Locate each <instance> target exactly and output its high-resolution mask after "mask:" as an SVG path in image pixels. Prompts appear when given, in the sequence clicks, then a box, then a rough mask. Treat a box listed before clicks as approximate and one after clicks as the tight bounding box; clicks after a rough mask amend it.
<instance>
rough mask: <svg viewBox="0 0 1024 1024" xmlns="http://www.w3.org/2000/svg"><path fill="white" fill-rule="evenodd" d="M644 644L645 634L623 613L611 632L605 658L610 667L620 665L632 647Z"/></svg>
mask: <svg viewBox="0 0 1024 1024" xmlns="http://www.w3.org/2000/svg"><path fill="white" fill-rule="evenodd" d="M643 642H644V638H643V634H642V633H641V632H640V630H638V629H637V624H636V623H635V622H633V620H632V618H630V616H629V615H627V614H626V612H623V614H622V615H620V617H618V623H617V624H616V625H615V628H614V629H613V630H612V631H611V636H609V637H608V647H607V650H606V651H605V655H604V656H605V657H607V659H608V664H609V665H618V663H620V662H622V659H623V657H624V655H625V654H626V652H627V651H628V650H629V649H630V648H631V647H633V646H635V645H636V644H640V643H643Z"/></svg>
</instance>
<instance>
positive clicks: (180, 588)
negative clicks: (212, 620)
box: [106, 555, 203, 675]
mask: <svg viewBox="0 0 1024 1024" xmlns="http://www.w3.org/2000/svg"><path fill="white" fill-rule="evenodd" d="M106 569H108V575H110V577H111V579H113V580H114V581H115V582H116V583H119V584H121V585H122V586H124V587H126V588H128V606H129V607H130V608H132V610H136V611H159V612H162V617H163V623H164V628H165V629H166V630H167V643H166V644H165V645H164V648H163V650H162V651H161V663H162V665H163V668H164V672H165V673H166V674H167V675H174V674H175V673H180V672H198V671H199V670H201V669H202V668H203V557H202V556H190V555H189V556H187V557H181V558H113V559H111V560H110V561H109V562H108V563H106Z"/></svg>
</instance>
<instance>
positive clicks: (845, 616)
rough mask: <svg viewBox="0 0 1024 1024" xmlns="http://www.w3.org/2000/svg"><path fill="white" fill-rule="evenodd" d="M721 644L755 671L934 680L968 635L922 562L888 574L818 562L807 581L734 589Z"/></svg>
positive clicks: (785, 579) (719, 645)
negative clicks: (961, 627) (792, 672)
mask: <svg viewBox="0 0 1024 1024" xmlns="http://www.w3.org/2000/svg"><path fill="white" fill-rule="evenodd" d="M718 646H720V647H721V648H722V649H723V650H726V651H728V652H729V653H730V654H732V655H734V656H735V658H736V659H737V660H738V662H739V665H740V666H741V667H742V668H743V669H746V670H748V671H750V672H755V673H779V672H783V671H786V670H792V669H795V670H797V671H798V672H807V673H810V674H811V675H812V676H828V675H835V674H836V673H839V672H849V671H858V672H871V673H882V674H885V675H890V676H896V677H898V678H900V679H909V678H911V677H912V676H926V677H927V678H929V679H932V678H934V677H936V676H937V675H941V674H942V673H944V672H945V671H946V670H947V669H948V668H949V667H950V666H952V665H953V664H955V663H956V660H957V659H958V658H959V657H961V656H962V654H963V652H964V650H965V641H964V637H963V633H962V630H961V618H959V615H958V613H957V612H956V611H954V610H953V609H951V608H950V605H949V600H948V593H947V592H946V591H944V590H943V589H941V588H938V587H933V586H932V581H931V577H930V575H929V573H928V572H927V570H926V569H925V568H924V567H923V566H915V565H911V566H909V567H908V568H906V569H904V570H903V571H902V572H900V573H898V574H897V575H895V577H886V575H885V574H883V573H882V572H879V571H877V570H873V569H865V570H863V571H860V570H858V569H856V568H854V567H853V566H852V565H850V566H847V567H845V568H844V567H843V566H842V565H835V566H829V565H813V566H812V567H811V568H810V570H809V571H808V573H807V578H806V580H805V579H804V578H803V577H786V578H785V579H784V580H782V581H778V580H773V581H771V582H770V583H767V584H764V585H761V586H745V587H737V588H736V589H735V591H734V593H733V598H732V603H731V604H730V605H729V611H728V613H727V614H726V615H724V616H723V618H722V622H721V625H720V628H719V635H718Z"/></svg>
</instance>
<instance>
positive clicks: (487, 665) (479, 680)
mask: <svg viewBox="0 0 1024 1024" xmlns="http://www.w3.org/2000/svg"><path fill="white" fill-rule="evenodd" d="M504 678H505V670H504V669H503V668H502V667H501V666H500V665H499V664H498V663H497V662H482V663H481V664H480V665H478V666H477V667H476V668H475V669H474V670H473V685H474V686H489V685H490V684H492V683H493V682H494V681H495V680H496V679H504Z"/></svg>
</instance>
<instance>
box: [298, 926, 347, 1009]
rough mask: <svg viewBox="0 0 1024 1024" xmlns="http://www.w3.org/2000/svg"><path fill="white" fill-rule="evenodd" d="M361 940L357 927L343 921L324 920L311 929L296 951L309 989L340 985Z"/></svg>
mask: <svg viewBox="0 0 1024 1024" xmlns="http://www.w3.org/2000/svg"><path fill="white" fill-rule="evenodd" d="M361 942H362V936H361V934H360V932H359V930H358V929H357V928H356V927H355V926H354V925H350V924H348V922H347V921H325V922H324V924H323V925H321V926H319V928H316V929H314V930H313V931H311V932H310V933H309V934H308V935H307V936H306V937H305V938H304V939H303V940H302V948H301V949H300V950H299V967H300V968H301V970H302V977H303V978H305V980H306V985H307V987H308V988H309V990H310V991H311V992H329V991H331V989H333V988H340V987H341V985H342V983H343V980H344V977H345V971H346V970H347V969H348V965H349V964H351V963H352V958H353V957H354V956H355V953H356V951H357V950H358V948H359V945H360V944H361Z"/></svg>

::::::::::

• **Your assignment**: Retype the listing exactly, in full.

• **Expected answer**:
Locate each <instance> target exactly and output its high-resolution mask after "mask:" as an SVG path in image pixels. Prompts appear when given, in the sequence clicks, then a box, then a rough mask. Treat a box listed before clicks as approximate and one after clicks as the tight bounding box; clicks after a rough mask amend it.
<instance>
rough mask: <svg viewBox="0 0 1024 1024" xmlns="http://www.w3.org/2000/svg"><path fill="white" fill-rule="evenodd" d="M644 644L645 634L623 613L611 632L605 658L610 667L620 665L632 647Z"/></svg>
mask: <svg viewBox="0 0 1024 1024" xmlns="http://www.w3.org/2000/svg"><path fill="white" fill-rule="evenodd" d="M643 642H644V638H643V634H642V633H641V632H640V630H638V629H637V624H636V623H635V622H633V620H632V618H630V616H629V615H627V614H626V612H623V614H622V615H620V617H618V623H617V624H616V625H615V628H614V629H613V630H612V631H611V636H609V637H608V647H607V650H606V651H605V655H604V656H605V657H607V659H608V664H609V665H618V663H620V662H622V659H623V657H624V655H625V654H626V652H627V651H628V650H629V649H630V648H631V647H633V646H635V645H636V644H640V643H643Z"/></svg>
</instance>
<instance>
positive clicks: (180, 588)
negative clicks: (212, 620)
box: [106, 555, 203, 675]
mask: <svg viewBox="0 0 1024 1024" xmlns="http://www.w3.org/2000/svg"><path fill="white" fill-rule="evenodd" d="M106 569H108V575H110V577H111V579H113V580H114V581H115V582H116V583H119V584H121V585H122V586H124V587H126V588H128V606H129V607H130V608H132V610H136V611H159V612H162V617H163V623H164V628H165V629H166V630H167V643H166V644H165V645H164V648H163V650H162V651H161V663H162V665H163V668H164V672H165V673H166V674H167V675H174V674H175V673H180V672H198V671H199V670H201V669H202V668H203V557H202V556H190V555H189V556H187V557H181V558H113V559H111V560H110V561H109V562H108V563H106Z"/></svg>
</instance>
<instance>
positive clicks: (845, 616)
rough mask: <svg viewBox="0 0 1024 1024" xmlns="http://www.w3.org/2000/svg"><path fill="white" fill-rule="evenodd" d="M721 644L755 671L934 680L968 635L922 562L888 574L818 562L807 581L734 589Z"/></svg>
positive clicks: (785, 579) (719, 645)
negative clicks: (961, 627) (792, 672)
mask: <svg viewBox="0 0 1024 1024" xmlns="http://www.w3.org/2000/svg"><path fill="white" fill-rule="evenodd" d="M718 646H720V647H721V648H722V649H723V650H726V651H728V652H729V653H730V654H732V655H734V656H735V658H736V659H737V660H738V662H739V665H740V666H741V667H742V668H743V669H746V670H748V671H750V672H755V673H779V672H783V671H786V670H792V669H795V670H797V671H798V672H807V673H810V674H811V675H812V676H828V675H835V674H836V673H839V672H849V671H858V672H871V673H882V674H885V675H890V676H896V677H898V678H900V679H909V678H911V677H912V676H926V677H927V678H929V679H932V678H934V677H936V676H937V675H941V674H942V673H944V672H945V671H946V670H947V669H948V668H949V667H950V666H952V665H953V664H955V663H956V660H957V659H958V658H959V657H961V656H962V654H963V652H964V650H965V641H964V637H963V633H962V630H961V618H959V615H958V613H957V612H956V611H954V610H953V609H951V608H950V605H949V600H948V593H947V592H946V591H944V590H943V589H941V588H938V587H933V586H932V581H931V577H930V575H929V573H928V572H927V570H926V569H925V568H924V567H923V566H915V565H911V566H909V567H908V568H906V569H904V570H903V571H902V572H900V573H898V574H897V575H895V577H886V575H885V574H883V573H882V572H879V571H877V570H873V569H865V570H863V571H860V570H858V569H856V568H854V567H853V566H852V565H850V566H847V567H845V568H844V567H843V566H842V565H835V566H829V565H813V566H812V567H811V568H810V570H809V571H808V573H807V578H806V580H805V579H804V578H803V577H786V578H785V579H784V580H782V581H778V580H773V581H771V582H770V583H767V584H764V585H761V586H745V587H737V588H736V589H735V591H734V593H733V598H732V603H731V604H730V605H729V611H728V613H727V614H726V615H724V616H723V618H722V622H721V625H720V628H719V635H718Z"/></svg>
</instance>
<instance>
positive clicks: (487, 665) (479, 680)
mask: <svg viewBox="0 0 1024 1024" xmlns="http://www.w3.org/2000/svg"><path fill="white" fill-rule="evenodd" d="M504 678H505V670H504V669H503V668H502V667H501V666H500V665H499V664H498V663H497V662H482V663H481V664H480V665H478V666H477V667H476V668H475V669H474V670H473V685H474V686H489V685H490V684H492V683H493V682H494V681H495V680H496V679H504Z"/></svg>
</instance>
<instance>
box: [298, 926, 347, 1009]
rough mask: <svg viewBox="0 0 1024 1024" xmlns="http://www.w3.org/2000/svg"><path fill="white" fill-rule="evenodd" d="M361 940L357 927L343 921L324 920L311 929L296 951L309 989L340 985Z"/></svg>
mask: <svg viewBox="0 0 1024 1024" xmlns="http://www.w3.org/2000/svg"><path fill="white" fill-rule="evenodd" d="M361 942H362V936H361V934H360V932H359V930H358V929H357V928H356V927H355V926H354V925H350V924H348V922H347V921H325V922H324V924H323V925H321V926H319V928H316V929H314V930H313V931H311V932H310V933H309V934H308V935H307V936H306V937H305V938H304V939H303V940H302V948H301V949H300V950H299V967H300V968H301V970H302V977H303V978H305V980H306V985H307V987H308V988H309V990H310V991H311V992H329V991H331V989H333V988H340V987H341V985H342V983H343V980H344V977H345V971H346V970H347V969H348V965H349V964H351V963H352V958H353V957H354V956H355V953H356V951H357V950H358V948H359V945H360V944H361Z"/></svg>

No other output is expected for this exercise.